Repeat exactly, and only, the lines from the line bearing "of the <item>rooftop" through the end of the material. Do not copy the pictures.
━━ Given records
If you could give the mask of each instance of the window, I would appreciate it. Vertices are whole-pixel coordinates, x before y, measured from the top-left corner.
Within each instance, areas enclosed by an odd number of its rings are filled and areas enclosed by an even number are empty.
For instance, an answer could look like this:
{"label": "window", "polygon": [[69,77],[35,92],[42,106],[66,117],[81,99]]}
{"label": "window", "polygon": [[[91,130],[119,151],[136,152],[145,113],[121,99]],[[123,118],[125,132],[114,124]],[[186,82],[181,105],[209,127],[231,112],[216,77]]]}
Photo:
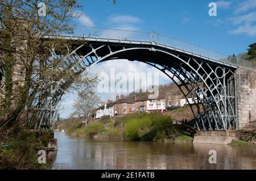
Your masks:
{"label": "window", "polygon": [[142,106],[139,108],[140,112],[144,112],[144,110],[145,110],[145,108],[144,106]]}

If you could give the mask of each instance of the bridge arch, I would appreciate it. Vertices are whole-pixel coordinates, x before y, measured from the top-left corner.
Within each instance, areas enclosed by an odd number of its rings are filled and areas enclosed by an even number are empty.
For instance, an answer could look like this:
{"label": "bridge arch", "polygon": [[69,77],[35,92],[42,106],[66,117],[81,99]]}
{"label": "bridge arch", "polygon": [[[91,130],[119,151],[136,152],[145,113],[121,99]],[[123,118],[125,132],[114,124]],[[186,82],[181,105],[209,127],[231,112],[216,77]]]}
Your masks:
{"label": "bridge arch", "polygon": [[[163,72],[179,87],[199,129],[236,128],[236,90],[232,88],[236,81],[234,69],[154,43],[134,45],[92,41],[79,45],[74,41],[74,44],[77,48],[64,61],[64,69],[70,68],[80,74],[96,64],[108,60],[126,59],[146,63]],[[56,89],[52,100],[53,107],[64,95],[63,90],[65,87]],[[40,119],[52,116],[46,112],[39,116]]]}

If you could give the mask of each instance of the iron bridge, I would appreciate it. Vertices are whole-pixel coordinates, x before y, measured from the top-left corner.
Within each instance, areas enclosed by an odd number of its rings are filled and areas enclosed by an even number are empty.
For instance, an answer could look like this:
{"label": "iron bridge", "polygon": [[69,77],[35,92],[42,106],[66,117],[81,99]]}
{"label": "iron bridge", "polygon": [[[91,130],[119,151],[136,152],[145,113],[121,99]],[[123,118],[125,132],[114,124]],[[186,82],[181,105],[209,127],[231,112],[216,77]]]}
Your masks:
{"label": "iron bridge", "polygon": [[[63,68],[71,68],[77,74],[96,64],[113,60],[137,61],[154,66],[179,88],[199,129],[237,129],[234,71],[239,66],[251,66],[245,60],[234,60],[228,55],[155,32],[77,27],[72,33],[44,38],[65,39],[73,44],[75,48],[67,56]],[[81,44],[80,40],[86,43]],[[64,89],[53,90],[51,102],[54,108]],[[189,103],[191,98],[193,103]],[[44,113],[43,117],[51,117],[53,114]]]}

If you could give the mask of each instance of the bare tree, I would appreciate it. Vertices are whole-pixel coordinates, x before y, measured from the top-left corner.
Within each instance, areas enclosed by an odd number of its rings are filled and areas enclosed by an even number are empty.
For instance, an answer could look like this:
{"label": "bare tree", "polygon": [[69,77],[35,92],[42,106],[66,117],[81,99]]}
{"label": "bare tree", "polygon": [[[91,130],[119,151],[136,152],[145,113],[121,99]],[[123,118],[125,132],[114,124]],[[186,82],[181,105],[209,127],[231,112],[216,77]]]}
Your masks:
{"label": "bare tree", "polygon": [[45,16],[39,16],[39,2],[0,0],[0,128],[38,128],[53,116],[65,92],[90,90],[97,82],[96,77],[74,71],[74,65],[65,66],[72,43],[43,38],[73,31],[68,24],[77,18],[76,1],[44,1]]}
{"label": "bare tree", "polygon": [[79,92],[77,100],[74,103],[73,107],[76,109],[79,121],[80,121],[79,123],[81,122],[81,117],[87,126],[93,110],[98,106],[100,102],[100,97],[97,96],[94,92],[83,90]]}

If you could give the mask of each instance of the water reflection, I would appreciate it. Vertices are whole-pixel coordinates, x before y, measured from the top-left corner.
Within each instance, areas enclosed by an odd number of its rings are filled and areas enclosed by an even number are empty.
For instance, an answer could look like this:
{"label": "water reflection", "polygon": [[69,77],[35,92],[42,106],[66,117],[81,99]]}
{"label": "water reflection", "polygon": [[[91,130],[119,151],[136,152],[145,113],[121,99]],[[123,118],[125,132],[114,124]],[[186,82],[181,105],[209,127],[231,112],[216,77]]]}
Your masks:
{"label": "water reflection", "polygon": [[[96,141],[55,132],[58,152],[53,168],[60,169],[255,169],[253,147],[220,145],[174,145],[155,142]],[[217,164],[208,151],[217,151]]]}

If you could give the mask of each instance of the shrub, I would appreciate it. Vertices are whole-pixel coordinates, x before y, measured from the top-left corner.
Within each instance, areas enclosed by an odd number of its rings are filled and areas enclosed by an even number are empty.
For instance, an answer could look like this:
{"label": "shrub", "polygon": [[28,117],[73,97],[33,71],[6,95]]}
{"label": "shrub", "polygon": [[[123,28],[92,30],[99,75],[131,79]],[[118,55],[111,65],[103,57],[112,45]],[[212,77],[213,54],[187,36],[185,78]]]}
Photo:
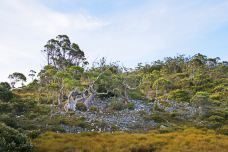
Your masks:
{"label": "shrub", "polygon": [[127,108],[130,110],[134,110],[135,109],[135,104],[133,102],[129,102],[127,103]]}
{"label": "shrub", "polygon": [[138,99],[138,100],[143,100],[145,98],[145,95],[139,89],[130,91],[129,96],[132,99]]}
{"label": "shrub", "polygon": [[120,111],[120,110],[125,109],[125,105],[124,105],[124,103],[122,101],[116,100],[114,98],[114,99],[112,99],[112,102],[111,102],[111,108],[113,110]]}
{"label": "shrub", "polygon": [[97,108],[96,106],[91,106],[91,107],[89,108],[89,111],[90,111],[90,112],[98,112],[99,110],[98,110],[98,108]]}
{"label": "shrub", "polygon": [[189,102],[191,99],[190,93],[186,90],[174,90],[169,93],[169,99],[175,100],[177,102]]}
{"label": "shrub", "polygon": [[209,93],[207,92],[197,92],[192,98],[191,102],[197,104],[204,104],[209,101]]}
{"label": "shrub", "polygon": [[87,111],[87,107],[83,102],[78,102],[76,104],[76,109],[79,111]]}
{"label": "shrub", "polygon": [[0,123],[0,151],[30,152],[33,146],[24,134]]}
{"label": "shrub", "polygon": [[0,100],[9,101],[13,98],[13,93],[9,90],[7,86],[0,85]]}

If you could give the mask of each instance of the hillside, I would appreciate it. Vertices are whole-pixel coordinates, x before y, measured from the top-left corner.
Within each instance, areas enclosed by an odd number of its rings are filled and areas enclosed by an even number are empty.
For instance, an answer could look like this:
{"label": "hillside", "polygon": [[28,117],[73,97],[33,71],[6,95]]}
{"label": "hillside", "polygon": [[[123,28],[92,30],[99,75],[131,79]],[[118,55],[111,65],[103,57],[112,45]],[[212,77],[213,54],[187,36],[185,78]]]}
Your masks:
{"label": "hillside", "polygon": [[89,66],[66,35],[42,53],[31,82],[17,71],[0,83],[0,151],[228,148],[227,61],[198,53],[134,69],[105,58]]}

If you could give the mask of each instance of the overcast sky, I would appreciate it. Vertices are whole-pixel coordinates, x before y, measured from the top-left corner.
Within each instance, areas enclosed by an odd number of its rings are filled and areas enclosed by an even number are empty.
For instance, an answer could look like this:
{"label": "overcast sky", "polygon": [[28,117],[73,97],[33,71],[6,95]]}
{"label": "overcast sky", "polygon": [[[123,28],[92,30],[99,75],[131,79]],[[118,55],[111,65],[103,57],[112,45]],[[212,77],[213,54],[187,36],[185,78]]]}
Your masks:
{"label": "overcast sky", "polygon": [[89,61],[134,67],[177,54],[228,60],[227,0],[0,0],[0,81],[45,64],[45,43],[67,34]]}

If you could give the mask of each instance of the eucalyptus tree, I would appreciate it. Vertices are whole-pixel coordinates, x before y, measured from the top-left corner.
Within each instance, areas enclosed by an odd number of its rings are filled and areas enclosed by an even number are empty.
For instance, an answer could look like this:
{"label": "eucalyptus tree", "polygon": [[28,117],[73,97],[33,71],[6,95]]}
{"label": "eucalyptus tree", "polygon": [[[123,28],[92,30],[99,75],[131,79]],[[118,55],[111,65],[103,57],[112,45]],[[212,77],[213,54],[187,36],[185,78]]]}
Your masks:
{"label": "eucalyptus tree", "polygon": [[67,35],[58,35],[56,39],[50,39],[42,52],[46,56],[48,65],[58,70],[64,70],[70,66],[85,66],[88,64],[84,52],[76,43],[71,43]]}
{"label": "eucalyptus tree", "polygon": [[11,82],[12,88],[15,88],[17,82],[21,82],[21,86],[24,86],[24,82],[26,82],[27,78],[24,74],[19,72],[14,72],[8,76]]}
{"label": "eucalyptus tree", "polygon": [[34,70],[30,70],[29,71],[29,75],[28,75],[29,77],[31,77],[32,78],[32,80],[34,80],[34,77],[36,76],[36,71],[34,71]]}

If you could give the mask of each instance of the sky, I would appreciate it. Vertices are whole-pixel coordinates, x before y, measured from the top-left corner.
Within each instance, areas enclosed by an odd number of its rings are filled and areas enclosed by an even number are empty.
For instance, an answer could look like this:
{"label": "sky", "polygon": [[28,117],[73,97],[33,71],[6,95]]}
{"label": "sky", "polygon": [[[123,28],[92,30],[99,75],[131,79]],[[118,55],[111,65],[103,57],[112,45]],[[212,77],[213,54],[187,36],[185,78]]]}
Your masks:
{"label": "sky", "polygon": [[128,67],[178,54],[228,60],[228,0],[0,0],[0,81],[45,64],[66,34],[89,62]]}

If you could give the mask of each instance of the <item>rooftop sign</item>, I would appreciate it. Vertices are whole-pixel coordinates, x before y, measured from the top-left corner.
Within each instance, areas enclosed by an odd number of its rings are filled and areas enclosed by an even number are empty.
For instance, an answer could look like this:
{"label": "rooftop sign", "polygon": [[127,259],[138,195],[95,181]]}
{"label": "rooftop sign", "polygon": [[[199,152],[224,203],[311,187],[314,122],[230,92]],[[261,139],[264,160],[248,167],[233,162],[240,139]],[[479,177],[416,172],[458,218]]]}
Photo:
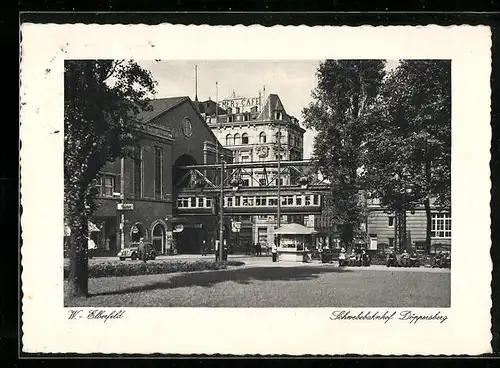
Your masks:
{"label": "rooftop sign", "polygon": [[253,97],[253,98],[235,97],[220,101],[219,106],[222,107],[223,109],[227,109],[229,107],[231,108],[253,107],[253,106],[259,106],[260,102],[261,102],[260,97]]}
━━━━
Task output:
If you could give the mask of each instance of the <item>rooftop sign</item>, I would appreciate it. Vertices are whole-pixel coordinates, x before y, measured from the top-left corner.
Within each instance, areas enclosed by an odd number of its rings are filled and areas enclosed by an even number are empty.
For instance, an answer could look like this:
{"label": "rooftop sign", "polygon": [[127,259],[138,195],[95,181]]}
{"label": "rooftop sign", "polygon": [[[199,152],[224,203],[311,187],[314,122],[230,92]],[[261,139],[264,160],[248,167],[233,162],[240,139]],[[479,177],[416,172],[458,218]]]}
Photo:
Your masks:
{"label": "rooftop sign", "polygon": [[253,97],[253,98],[235,97],[220,101],[219,106],[222,107],[223,109],[227,109],[229,107],[231,108],[253,107],[253,106],[259,106],[260,102],[261,102],[260,97]]}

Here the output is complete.